WHAT YOU SHOULD DO =
In the announcement about the Adams Green Park grant, what will the $1 million support? Please answer in one sentence.

EXCERPT TO READ =
For Immediate Release - March 01, 2012


QUINCY – Thursday, March 1, 2012 – Lieutenant Governor Timothy Murray today highlighted $1 million in grant funding to enhance the Adams Green Park in Quincy, one of the Commonwealth’s 22 Gateway Cities. Today’s visit was an opportunity to join local and state officials to celebrate this grant funding to help move the Adams Green Park project forward along with ongoing redevelopment plans in Quincy’s downtown district.

“Parks are key resources that strengthen the fabric of communities across Massachusetts,” said Lieutenant Governor Murray. “By committing resources to our parks, our Administration and municipal partners are providing more recreational opportunities for people of all ages and effecting positive change in our neighborhoods and communities.”       

The funding for the Adams Green Park in Quincy is supported by one of the Patrick-Murray Administration’s signature initiatives, the Gateway Cities Parks Program. This program, along with the Parkland Acquisitions and Renovations for Communities program, the Administration has invested more than $72.9 million since 2007, resulting in the creation or restoration of 154 parks.  

Today’s announced $1 million for the Adams Green Park will support the design and construction documents necessary to build Adams Green, planned as a centerpiece of a reinvigorated downtown Quincy. This planned park will be a new civic open space featuring a unifying town green and promenade. 

“A big part of our commitment to land conservation is focused on investing in cities and towns and our Gateway City Parks program helps conserve green space in our urban areas, invigorating neighborhoods and improving the lives of residents across the state,” said Energy and Environmental Affairs Secretary Richard K. Sullivan Jr. “The project here in Quincy highlights the value that Governor Patrick and Lieutenant Governor Murray place on parks and open space protection, utilizing strong public/private partnerships to effect positive change in our cities.”

In May 2011, Governor Deval Patrick signed into law an act that will move forward the $1.6 billion urban renewal of downtown Quincy and create thousands of new construction and permanent jobs as part of the Administration’s overall commitment to strengthening the Commonwealth's communities and unlocking new economic development opportunities for public-private partnerships.

The new law facilitates the City's land disposition agreement with the developer for the redevelopment of Quincy Center. It will afford the City more oversight while utilizing the state's Urban Redevelopment Corporation program (MGL C.121A) by shifting certain approval measures from the Commonwealth's Department of Housing and Community Development to the Quincy Department of Planning and Community Development.

“The downtown Quincy redevelopment project is one of the largest private development projects underway in the Commonwealth, and will have not just local, but regional and even statewide economic implications,” said Senator John Keenan. “The Adams Green will be a civic and cultural cornerstone for the project; a piece of downtown green space that will serve as a bridge between Quincy’s historic treasures and its new, vibrant development. I thank the Patrick Administration for their ongoing support of this historic project.”

The Patrick-Murray Administration has made numerous investments in the Commonwealth’s Gateway Cities. The Administration has implemented the following strategy to make the state’s Gateway Cities communities centers of economic activity:

  • Make long-term investments in education, innovation and infrastructure, with special attention to the growth potential of each city’s entrepreneurs and small businesses.
  • Leverage the potential of each community’s distinctive assets, including their educational, medical and cultural institutions, and their historic buildings and neighborhoods.
  • Connect Gateway Cities to other local, state and global centers of innovation and economic activity.

In keeping with this strategy, the Patrick-Murray Administration has made the following Gateway City investments:

  • $1,855,536,592 in Chapter 70 Education Funding and Unrestricted Local Aid in 2009.
  • Over $1 billion in active construction contracts through MassDOT.
  • Over $20 million in Gateway City Parks grants for park projects in 24 cities.
  • $109,150,534 since 2007 in public safety grants for police and fire departments and non- profit agencies to maintain staffing levels and combat violence.
  • $17,484,882 since 2007 in Workforce Training Grants.

SOURCE MATERIAL =

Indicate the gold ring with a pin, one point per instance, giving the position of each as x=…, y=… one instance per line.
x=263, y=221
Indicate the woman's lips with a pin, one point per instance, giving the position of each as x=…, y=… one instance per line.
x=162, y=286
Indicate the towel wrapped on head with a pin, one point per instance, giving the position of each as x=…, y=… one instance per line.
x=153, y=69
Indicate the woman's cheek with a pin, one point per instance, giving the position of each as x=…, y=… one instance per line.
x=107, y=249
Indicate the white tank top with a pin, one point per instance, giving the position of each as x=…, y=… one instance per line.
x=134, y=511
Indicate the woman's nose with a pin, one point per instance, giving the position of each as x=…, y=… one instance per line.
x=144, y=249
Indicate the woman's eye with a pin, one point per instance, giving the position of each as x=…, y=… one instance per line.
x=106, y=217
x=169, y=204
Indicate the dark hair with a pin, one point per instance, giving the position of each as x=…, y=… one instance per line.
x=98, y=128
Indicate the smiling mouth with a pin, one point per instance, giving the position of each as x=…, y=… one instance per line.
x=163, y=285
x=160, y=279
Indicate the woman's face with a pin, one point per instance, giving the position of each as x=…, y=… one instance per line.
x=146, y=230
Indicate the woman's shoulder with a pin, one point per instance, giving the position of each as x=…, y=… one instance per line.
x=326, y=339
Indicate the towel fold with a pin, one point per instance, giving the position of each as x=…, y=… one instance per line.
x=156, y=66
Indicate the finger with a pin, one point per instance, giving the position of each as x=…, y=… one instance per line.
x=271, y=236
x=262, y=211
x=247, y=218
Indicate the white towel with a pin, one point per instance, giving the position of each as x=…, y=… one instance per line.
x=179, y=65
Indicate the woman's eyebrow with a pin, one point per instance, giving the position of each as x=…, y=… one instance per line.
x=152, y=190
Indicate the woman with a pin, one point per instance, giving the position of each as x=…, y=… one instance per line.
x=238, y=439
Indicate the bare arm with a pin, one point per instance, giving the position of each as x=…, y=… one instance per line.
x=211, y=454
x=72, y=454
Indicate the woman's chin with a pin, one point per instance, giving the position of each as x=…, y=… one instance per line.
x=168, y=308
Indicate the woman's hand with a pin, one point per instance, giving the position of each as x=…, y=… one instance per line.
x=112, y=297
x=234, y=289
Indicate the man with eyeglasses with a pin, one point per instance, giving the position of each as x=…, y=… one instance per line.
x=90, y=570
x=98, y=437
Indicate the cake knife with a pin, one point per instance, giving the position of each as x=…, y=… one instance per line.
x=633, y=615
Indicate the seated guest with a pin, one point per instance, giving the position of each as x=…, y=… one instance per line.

THE ANSWER =
The $1 million will support the design and construction documents necessary to build Adams Green.